REQUEST:
Put the lines of the listing into a numbered list, starting at the line that contains "Point to the slate roof." and running through the end of the listing, both ends included. Leave out any blank lines.

RECORDS PROVIDED:
-- begin --
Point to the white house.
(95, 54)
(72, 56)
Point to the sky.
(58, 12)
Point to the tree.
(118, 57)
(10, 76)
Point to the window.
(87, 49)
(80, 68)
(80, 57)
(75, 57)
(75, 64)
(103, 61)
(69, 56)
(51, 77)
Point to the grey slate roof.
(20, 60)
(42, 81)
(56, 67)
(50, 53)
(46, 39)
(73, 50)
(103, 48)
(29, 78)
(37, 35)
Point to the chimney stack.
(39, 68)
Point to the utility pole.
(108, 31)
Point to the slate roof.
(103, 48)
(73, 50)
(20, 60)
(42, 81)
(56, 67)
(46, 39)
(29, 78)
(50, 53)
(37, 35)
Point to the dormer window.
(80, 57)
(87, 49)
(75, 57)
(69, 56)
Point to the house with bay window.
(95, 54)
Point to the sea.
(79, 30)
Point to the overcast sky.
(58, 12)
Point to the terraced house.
-- end --
EXERCISE RESPONSE:
1. Point to the slate roof.
2. (103, 48)
3. (73, 50)
4. (20, 60)
5. (42, 81)
6. (56, 67)
7. (46, 39)
8. (29, 78)
9. (50, 53)
10. (37, 35)
11. Point to the dormer window.
12. (80, 57)
13. (87, 49)
14. (75, 57)
15. (69, 56)
16. Point to the house with bay window.
17. (95, 54)
18. Point to the sea.
19. (79, 30)
20. Point to the overcast sky.
21. (58, 12)
22. Point to the terraced house.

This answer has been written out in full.